__What to work on__: Exclude the pictures; give every entry again exactly as written.

__Data for this task__:
━━━━━━━━━━━━━━━━━━━━━━━━━━━━━━
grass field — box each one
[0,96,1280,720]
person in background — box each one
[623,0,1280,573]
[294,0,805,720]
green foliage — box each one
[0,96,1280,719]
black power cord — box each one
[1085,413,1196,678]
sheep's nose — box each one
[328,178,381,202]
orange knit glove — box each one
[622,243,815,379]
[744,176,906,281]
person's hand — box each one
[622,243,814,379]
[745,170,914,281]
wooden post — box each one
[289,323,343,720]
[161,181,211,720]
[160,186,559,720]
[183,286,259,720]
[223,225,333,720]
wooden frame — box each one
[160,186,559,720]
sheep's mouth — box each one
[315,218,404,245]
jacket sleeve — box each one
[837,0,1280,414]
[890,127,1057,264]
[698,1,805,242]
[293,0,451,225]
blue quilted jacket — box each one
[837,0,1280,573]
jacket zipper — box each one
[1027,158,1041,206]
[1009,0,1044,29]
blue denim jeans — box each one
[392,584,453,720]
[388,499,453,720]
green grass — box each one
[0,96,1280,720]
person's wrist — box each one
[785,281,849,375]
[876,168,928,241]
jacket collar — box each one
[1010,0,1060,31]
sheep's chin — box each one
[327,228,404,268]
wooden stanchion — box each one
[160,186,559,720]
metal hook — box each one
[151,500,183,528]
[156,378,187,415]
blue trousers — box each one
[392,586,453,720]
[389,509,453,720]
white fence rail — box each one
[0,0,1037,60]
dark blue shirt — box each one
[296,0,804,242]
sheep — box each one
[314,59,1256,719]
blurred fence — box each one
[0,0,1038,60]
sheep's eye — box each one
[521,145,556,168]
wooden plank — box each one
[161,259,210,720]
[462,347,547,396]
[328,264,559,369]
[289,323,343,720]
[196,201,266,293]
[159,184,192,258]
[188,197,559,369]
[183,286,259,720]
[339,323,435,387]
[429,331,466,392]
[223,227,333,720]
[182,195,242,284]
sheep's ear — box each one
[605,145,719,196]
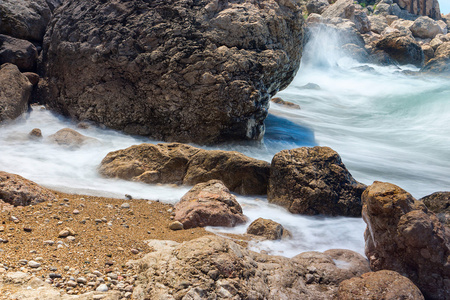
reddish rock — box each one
[362,182,450,299]
[0,171,55,206]
[247,218,290,240]
[175,180,246,229]
[337,270,424,300]
[99,143,269,194]
[267,147,365,216]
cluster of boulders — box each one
[99,143,365,216]
[306,0,450,74]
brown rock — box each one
[247,218,286,240]
[99,143,269,194]
[0,171,55,206]
[23,72,39,86]
[376,32,424,67]
[0,64,33,123]
[394,0,441,20]
[419,192,450,226]
[28,128,42,139]
[48,128,97,148]
[0,34,38,70]
[362,182,450,299]
[183,150,270,195]
[337,270,424,300]
[267,146,365,216]
[270,97,300,109]
[132,236,367,300]
[43,0,303,144]
[175,180,246,229]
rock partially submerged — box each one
[0,63,33,123]
[133,236,369,300]
[267,146,365,217]
[175,180,247,229]
[48,128,98,148]
[99,143,269,194]
[247,218,291,240]
[0,171,55,206]
[362,182,450,300]
[337,270,424,300]
[42,0,303,144]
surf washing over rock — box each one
[0,0,450,299]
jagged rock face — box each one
[362,182,450,300]
[133,236,369,300]
[394,0,441,20]
[375,32,425,67]
[419,192,450,227]
[43,0,303,144]
[0,64,33,123]
[99,143,270,195]
[267,146,365,217]
[0,0,51,41]
[175,180,247,229]
[337,270,424,300]
[0,34,38,70]
[421,42,450,76]
[0,171,55,206]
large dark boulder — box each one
[42,0,303,144]
[267,146,365,217]
[375,32,425,67]
[362,182,450,300]
[0,64,33,123]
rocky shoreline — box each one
[0,0,450,300]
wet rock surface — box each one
[99,143,269,194]
[267,146,365,216]
[132,236,368,300]
[0,171,55,206]
[362,182,450,299]
[337,270,425,300]
[175,180,247,229]
[0,64,33,123]
[42,0,303,144]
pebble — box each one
[95,283,108,292]
[169,221,184,230]
[28,260,41,268]
[120,202,131,208]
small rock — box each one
[28,260,41,269]
[95,283,108,292]
[169,221,183,230]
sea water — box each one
[0,29,450,257]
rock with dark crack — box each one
[0,0,51,41]
[39,0,303,144]
[99,143,270,195]
[0,64,33,123]
[267,146,365,217]
[0,171,55,206]
[375,32,425,67]
[419,192,450,227]
[132,236,369,300]
[336,270,425,300]
[175,180,247,229]
[0,34,38,71]
[247,218,291,240]
[362,181,450,300]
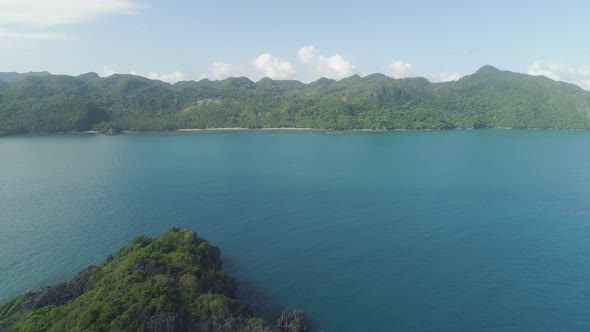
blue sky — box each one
[0,0,590,89]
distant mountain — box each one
[0,71,51,83]
[0,66,590,135]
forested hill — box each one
[0,66,590,135]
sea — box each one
[0,129,590,331]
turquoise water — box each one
[0,130,590,331]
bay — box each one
[0,130,590,331]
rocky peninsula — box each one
[0,228,307,332]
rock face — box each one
[0,228,307,332]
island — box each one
[0,66,590,135]
[0,228,307,332]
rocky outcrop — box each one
[0,228,308,332]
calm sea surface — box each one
[0,130,590,331]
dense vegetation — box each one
[0,66,590,135]
[0,229,306,332]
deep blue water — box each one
[0,130,590,331]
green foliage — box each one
[0,229,260,331]
[0,66,590,135]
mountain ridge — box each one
[0,65,590,135]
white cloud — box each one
[297,45,356,79]
[147,71,184,83]
[252,53,295,79]
[0,0,141,26]
[0,27,68,40]
[528,60,590,90]
[424,72,463,82]
[387,60,412,78]
[201,61,236,80]
[97,66,184,83]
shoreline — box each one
[0,127,590,138]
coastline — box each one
[0,127,590,138]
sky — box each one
[0,0,590,90]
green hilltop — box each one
[0,66,590,135]
[0,228,307,332]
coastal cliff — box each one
[0,228,307,332]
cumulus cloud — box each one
[201,61,236,80]
[528,60,590,90]
[297,45,355,79]
[252,53,295,79]
[423,72,463,82]
[0,0,141,26]
[147,71,184,83]
[387,60,412,78]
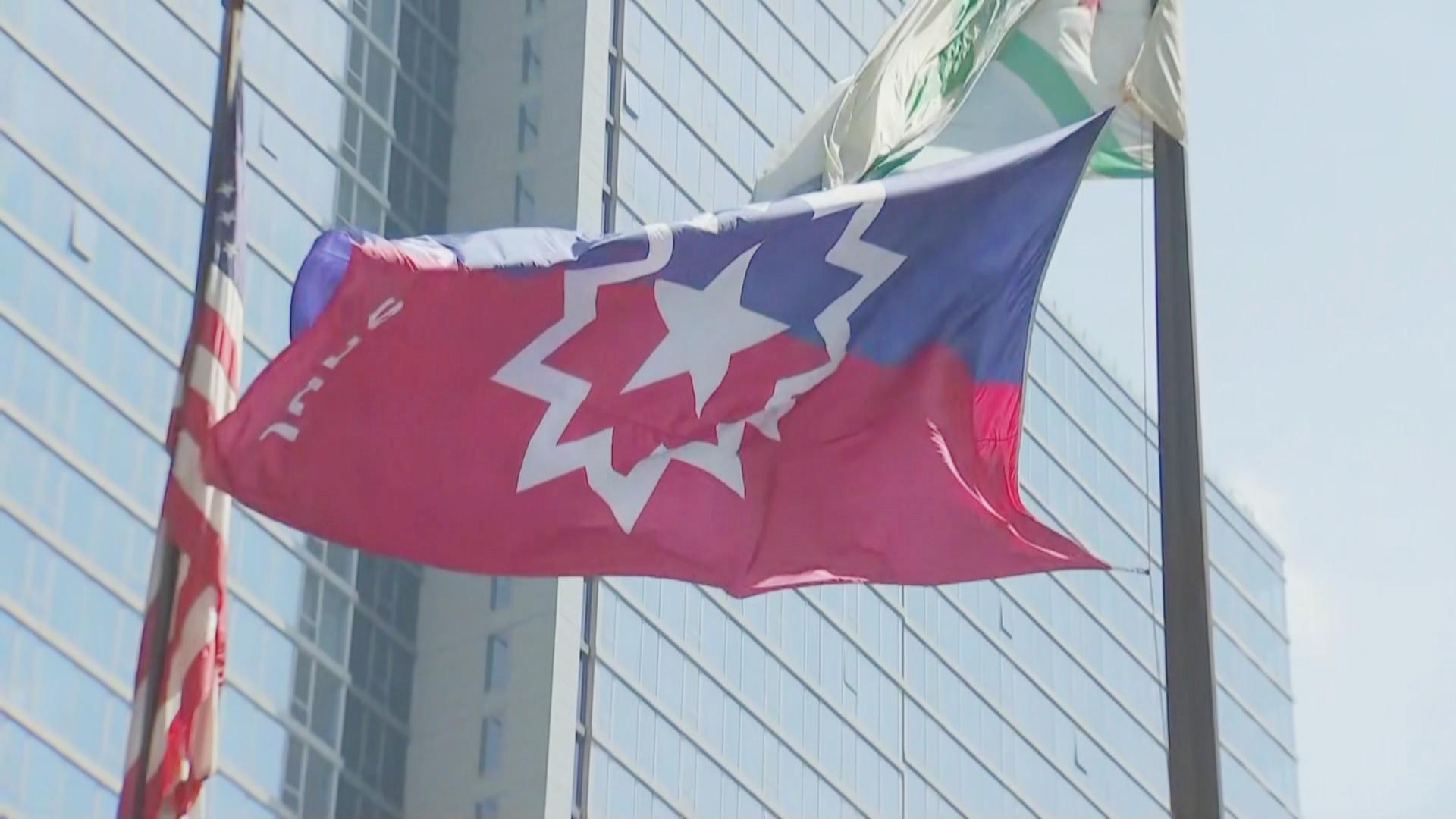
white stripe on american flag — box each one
[204,265,243,350]
[188,345,237,421]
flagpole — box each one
[1153,121,1223,819]
[122,0,246,819]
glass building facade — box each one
[0,0,1299,819]
[0,0,457,817]
[579,0,1299,817]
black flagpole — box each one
[124,0,246,819]
[1153,125,1223,819]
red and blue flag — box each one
[207,115,1106,595]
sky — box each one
[1044,0,1456,819]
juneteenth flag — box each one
[206,114,1109,595]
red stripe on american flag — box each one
[121,282,240,817]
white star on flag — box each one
[622,245,789,416]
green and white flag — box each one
[755,0,1185,201]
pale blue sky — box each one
[1046,0,1456,819]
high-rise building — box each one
[0,0,1299,819]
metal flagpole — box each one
[1153,125,1223,819]
[129,0,246,819]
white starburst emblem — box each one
[494,182,904,532]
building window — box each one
[258,105,278,158]
[607,53,617,117]
[481,717,504,777]
[576,651,592,717]
[601,122,613,180]
[485,635,511,691]
[491,574,519,610]
[71,202,96,261]
[521,35,541,84]
[573,733,587,810]
[516,174,536,224]
[516,98,541,153]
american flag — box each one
[117,0,243,819]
━━━━━━━━━━━━━━━━━━━━━━━━━━━━━━
__Result of the task__:
grass field — box each one
[0,96,1280,720]
person in background — box each one
[623,0,1280,573]
[294,0,805,720]
green foliage — box each one
[0,96,1280,719]
black power cord — box each one
[1085,413,1196,678]
sheep's nose — box each one
[328,178,381,202]
orange knit glove — box each one
[622,243,815,379]
[744,176,906,281]
person's hand — box each one
[622,243,814,379]
[745,170,914,281]
wooden post — box each one
[289,323,343,720]
[161,181,211,720]
[160,186,559,720]
[183,286,259,720]
[223,225,333,720]
wooden frame — box each one
[160,186,559,720]
sheep's mouth — box each one
[315,218,404,245]
jacket sleeve — box each one
[837,0,1280,414]
[890,127,1057,264]
[698,1,805,242]
[293,0,451,225]
blue quilted jacket — box each one
[837,0,1280,573]
jacket zipper — box each one
[1027,158,1041,206]
[1009,0,1044,29]
blue denim jeans — box each one
[392,584,453,720]
[388,499,453,720]
green grass — box each one
[0,96,1280,720]
person's wrist — box each one
[785,281,849,375]
[876,168,928,241]
jacket collar — box each one
[1010,0,1060,31]
sheep's chin — box each one
[327,228,404,268]
wooden stanchion — box each one
[160,186,559,720]
metal hook — box each one
[151,500,183,528]
[156,378,187,415]
blue trousers — box each one
[392,586,453,720]
[389,509,453,720]
white fence rail — box each one
[0,0,1037,60]
dark blue shirt — box each one
[296,0,804,242]
sheep — box each one
[314,59,1256,719]
blurred fence — box each one
[0,0,1038,60]
sheep's eye — box each one
[521,145,556,168]
wooden plank — box each one
[161,259,210,720]
[462,347,547,396]
[328,264,559,369]
[289,323,343,720]
[196,201,266,293]
[159,184,192,258]
[188,197,559,369]
[183,286,259,720]
[339,323,435,387]
[429,331,466,392]
[223,227,333,720]
[182,195,242,284]
sheep's ear — box each one
[605,145,719,196]
reddish rock — box each one
[362,182,450,299]
[0,171,55,206]
[247,218,290,240]
[175,180,246,229]
[337,270,424,300]
[99,143,269,194]
[267,147,365,216]
cluster of boulders — box each one
[99,143,365,216]
[306,0,450,74]
brown rock — box each one
[247,218,286,240]
[99,143,269,194]
[0,171,55,206]
[23,72,39,86]
[376,32,424,67]
[0,64,33,123]
[394,0,441,20]
[419,192,450,226]
[28,128,42,139]
[48,128,97,148]
[0,34,38,70]
[362,182,450,299]
[183,150,270,195]
[337,270,424,300]
[267,146,365,216]
[270,97,300,109]
[132,236,367,300]
[43,0,303,144]
[175,180,246,229]
rock partially submerged — box each one
[0,63,33,123]
[133,236,369,300]
[267,146,365,217]
[175,180,247,229]
[48,128,98,148]
[99,143,269,194]
[247,218,291,240]
[0,171,55,206]
[362,182,450,300]
[337,270,424,300]
[42,0,303,144]
surf washing over rock — box each one
[0,0,450,299]
jagged rock face — box each one
[362,182,450,300]
[133,236,369,300]
[394,0,441,20]
[375,32,425,67]
[419,192,450,227]
[43,0,303,144]
[0,64,33,123]
[99,143,270,195]
[267,146,365,217]
[0,0,51,41]
[175,180,247,229]
[337,270,424,300]
[0,34,38,70]
[421,42,450,76]
[0,171,55,206]
large dark boulder — box each one
[42,0,303,144]
[267,146,365,217]
[375,32,425,67]
[362,182,450,300]
[0,64,33,123]
rocky shoreline — box each one
[0,0,450,300]
wet rock surface — box each one
[99,143,269,194]
[267,146,365,216]
[132,236,368,300]
[0,171,55,206]
[362,182,450,299]
[337,270,425,300]
[175,180,247,229]
[0,64,33,123]
[42,0,303,144]
pebble — box each one
[95,283,108,292]
[169,221,184,230]
[28,260,41,268]
[120,202,131,208]
small rock — box each one
[28,260,41,269]
[95,283,108,292]
[169,221,183,230]
sea water — box each one
[0,29,450,257]
rock with dark crack — box each one
[0,0,51,41]
[39,0,303,144]
[99,143,270,195]
[0,64,33,123]
[267,146,365,217]
[0,171,55,206]
[375,32,425,67]
[419,192,450,227]
[132,236,369,300]
[336,270,425,300]
[175,180,247,229]
[0,34,38,71]
[247,218,291,240]
[362,181,450,300]
blue sky — box each one
[0,0,590,89]
distant mountain — box each one
[0,71,51,83]
[0,66,590,135]
forested hill — box each one
[0,66,590,135]
sea — box each one
[0,129,590,331]
turquoise water — box each one
[0,130,590,331]
bay — box each one
[0,130,590,331]
rocky peninsula — box each one
[0,228,307,332]
rock face — box each one
[0,228,307,332]
island — box each one
[0,66,590,135]
[0,228,307,332]
rocky outcrop — box each one
[0,228,308,332]
calm sea surface — box each one
[0,130,590,331]
dense vegetation — box each one
[0,66,590,135]
[0,229,306,332]
deep blue water — box each one
[0,130,590,331]
green foliage — box each one
[0,229,260,331]
[0,66,590,135]
mountain ridge — box each one
[0,65,590,135]
white cloud — box each one
[297,45,356,79]
[147,71,184,83]
[252,53,295,79]
[0,0,141,26]
[0,27,68,40]
[528,60,590,90]
[424,72,463,82]
[387,60,412,78]
[201,61,236,80]
[97,66,184,83]
shoreline — box each one
[0,127,590,138]
coastline — box each one
[0,127,590,138]
sky — box each one
[0,0,590,90]
green hilltop — box each one
[0,66,590,135]
[0,228,307,332]
coastal cliff — box each one
[0,228,307,332]
cumulus cloud — box each one
[201,61,236,80]
[528,60,590,90]
[297,45,355,79]
[252,53,295,79]
[423,72,463,82]
[0,0,141,26]
[147,71,184,83]
[387,60,412,78]
white stripe on american flag — box each one
[204,265,243,350]
[188,345,237,421]
flagpole — box each one
[1153,121,1223,819]
[122,0,246,819]
glass building facade — box each one
[0,0,1299,819]
[0,0,457,817]
[579,0,1299,817]
black flagpole — box each one
[124,0,246,819]
[1153,125,1223,819]
red and blue flag — box each one
[207,115,1106,595]
sky — box each one
[1044,0,1456,819]
juneteenth flag — box each one
[206,114,1109,595]
red stripe on american flag — box each one
[121,282,240,817]
white star on flag — box each one
[622,245,789,416]
green and white flag — box each one
[755,0,1185,201]
pale blue sky — box each one
[1046,0,1456,819]
high-rise building — box each one
[0,0,1299,819]
metal flagpole — box each one
[1153,125,1223,819]
[129,0,246,819]
white starburst emblem — box each one
[494,182,904,532]
building window — box each one
[258,105,278,158]
[607,53,617,117]
[481,717,504,777]
[576,651,592,717]
[601,122,613,180]
[485,635,511,691]
[491,574,519,610]
[71,202,96,261]
[521,35,541,84]
[573,733,587,810]
[516,174,536,224]
[516,98,541,153]
american flag — box each one
[117,0,243,819]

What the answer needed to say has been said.